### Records
☆ ☆ ☆ ☆

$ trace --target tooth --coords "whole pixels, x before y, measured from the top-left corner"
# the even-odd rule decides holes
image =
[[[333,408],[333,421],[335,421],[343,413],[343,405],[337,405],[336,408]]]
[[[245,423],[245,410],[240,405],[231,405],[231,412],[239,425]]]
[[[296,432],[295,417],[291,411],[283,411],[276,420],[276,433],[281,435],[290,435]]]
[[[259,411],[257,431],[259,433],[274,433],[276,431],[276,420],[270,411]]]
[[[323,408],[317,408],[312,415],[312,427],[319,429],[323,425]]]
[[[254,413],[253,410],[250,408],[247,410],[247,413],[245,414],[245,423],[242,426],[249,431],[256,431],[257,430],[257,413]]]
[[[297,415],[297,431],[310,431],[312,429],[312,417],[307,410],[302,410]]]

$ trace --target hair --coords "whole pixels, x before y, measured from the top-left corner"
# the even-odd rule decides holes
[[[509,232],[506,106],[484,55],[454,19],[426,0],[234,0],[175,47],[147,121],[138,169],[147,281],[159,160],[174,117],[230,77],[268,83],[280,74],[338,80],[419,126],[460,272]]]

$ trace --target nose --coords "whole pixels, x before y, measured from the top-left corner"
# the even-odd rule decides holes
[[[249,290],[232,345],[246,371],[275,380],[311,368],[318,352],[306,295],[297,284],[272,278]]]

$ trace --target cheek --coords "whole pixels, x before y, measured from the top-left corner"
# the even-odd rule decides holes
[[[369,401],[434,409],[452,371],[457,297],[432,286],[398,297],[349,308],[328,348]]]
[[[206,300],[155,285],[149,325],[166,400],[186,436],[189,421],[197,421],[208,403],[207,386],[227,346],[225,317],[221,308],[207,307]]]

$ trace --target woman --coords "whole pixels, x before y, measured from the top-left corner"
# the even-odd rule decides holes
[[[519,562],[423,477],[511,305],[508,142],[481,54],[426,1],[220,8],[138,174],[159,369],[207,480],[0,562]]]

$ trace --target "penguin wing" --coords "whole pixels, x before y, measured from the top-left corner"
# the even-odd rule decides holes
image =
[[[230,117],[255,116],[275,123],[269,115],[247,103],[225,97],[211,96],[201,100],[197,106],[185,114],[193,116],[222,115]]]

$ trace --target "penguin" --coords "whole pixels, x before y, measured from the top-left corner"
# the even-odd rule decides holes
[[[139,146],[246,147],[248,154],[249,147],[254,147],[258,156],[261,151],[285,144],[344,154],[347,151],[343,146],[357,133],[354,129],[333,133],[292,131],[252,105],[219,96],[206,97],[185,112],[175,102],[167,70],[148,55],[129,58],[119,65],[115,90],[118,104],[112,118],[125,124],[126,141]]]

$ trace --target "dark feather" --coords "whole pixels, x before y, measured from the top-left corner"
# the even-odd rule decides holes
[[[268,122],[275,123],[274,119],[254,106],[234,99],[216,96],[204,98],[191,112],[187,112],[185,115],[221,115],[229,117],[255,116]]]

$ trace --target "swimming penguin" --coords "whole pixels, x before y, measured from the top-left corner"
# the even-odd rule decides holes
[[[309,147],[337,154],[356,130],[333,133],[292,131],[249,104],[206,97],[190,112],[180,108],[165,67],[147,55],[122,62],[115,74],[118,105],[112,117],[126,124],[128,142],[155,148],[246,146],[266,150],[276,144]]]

☆ ☆ ☆ ☆

### Directive
Restate the data above word for word, please.

### Solution
$ trace --target tooth --coords "whole pixels, x before y, measured from the top-left corner"
# the even-odd rule decides holes
image =
[[[333,408],[333,421],[335,421],[343,413],[343,405],[337,405],[336,408]]]
[[[245,423],[245,410],[240,405],[231,405],[231,412],[239,425]]]
[[[296,432],[295,417],[291,411],[283,411],[276,420],[276,433],[281,435],[290,435]]]
[[[259,411],[257,431],[259,433],[274,433],[276,431],[276,420],[270,411]]]
[[[323,408],[317,408],[312,415],[312,427],[319,429],[323,425]]]
[[[254,413],[253,410],[250,408],[247,410],[247,413],[245,414],[245,423],[242,426],[249,431],[256,431],[257,430],[257,413]]]
[[[297,415],[297,431],[310,431],[312,429],[312,417],[307,410],[302,410]]]

$ trace --target hair --coords "whole pixels, x before y, measured from the top-left corner"
# the even-odd rule decides holes
[[[509,232],[506,106],[484,55],[454,19],[426,0],[234,0],[175,47],[147,121],[138,169],[147,281],[159,160],[174,117],[230,77],[268,83],[280,74],[338,80],[419,126],[460,272]]]

$ trace --target nose --coords "whole pixels, x before y, measured from the top-left corner"
# the even-odd rule decides holes
[[[249,290],[232,345],[246,371],[275,380],[311,368],[318,352],[306,295],[297,284],[272,278]]]

$ trace --target cheek --coords "whole pixels, x before y, measured from the top-left corner"
# the even-odd rule decides holes
[[[369,401],[434,409],[452,371],[457,297],[432,286],[398,297],[349,308],[328,348]]]
[[[206,300],[155,285],[149,325],[166,400],[186,436],[189,421],[197,421],[208,403],[207,386],[227,346],[225,317],[221,308],[207,307]]]

$ trace --target woman --coords "whole pixels, x before y, measured from the top-left corner"
# the even-odd rule decides holes
[[[519,562],[423,477],[511,305],[508,142],[481,54],[426,1],[220,8],[138,174],[159,369],[207,480],[0,562]]]

$ trace --target "penguin wing" --coords "whole pixels, x before y, measured from the top-left corner"
# the even-odd rule decides holes
image =
[[[230,117],[255,116],[275,123],[269,115],[247,103],[225,97],[211,96],[201,100],[197,106],[185,114],[193,116],[222,115]]]

$ trace --target "penguin" --coords "whole pixels, x before y, measured from the top-left corner"
# the even-odd rule decides holes
[[[139,146],[246,147],[248,154],[249,147],[254,147],[258,156],[261,151],[285,144],[344,154],[347,151],[343,146],[357,133],[354,129],[333,133],[292,131],[252,105],[219,96],[206,97],[185,112],[175,102],[167,70],[148,55],[129,58],[119,65],[115,90],[118,104],[112,118],[125,124],[126,141]]]

$ trace --target "dark feather" --coords "whole pixels, x before y, measured from the top-left corner"
# the even-odd rule decides holes
[[[268,122],[275,123],[274,119],[254,106],[234,99],[216,96],[204,98],[191,112],[187,112],[185,115],[221,115],[229,117],[255,116]]]

$ trace --target "swimming penguin" --coords "whole pixels, x before y, measured from the top-left corner"
# the even-odd rule decides holes
[[[309,147],[337,154],[356,130],[333,133],[292,131],[249,104],[206,97],[190,112],[180,108],[165,67],[147,55],[122,62],[115,74],[118,105],[112,117],[126,124],[128,142],[155,148],[246,146],[266,150],[276,144]]]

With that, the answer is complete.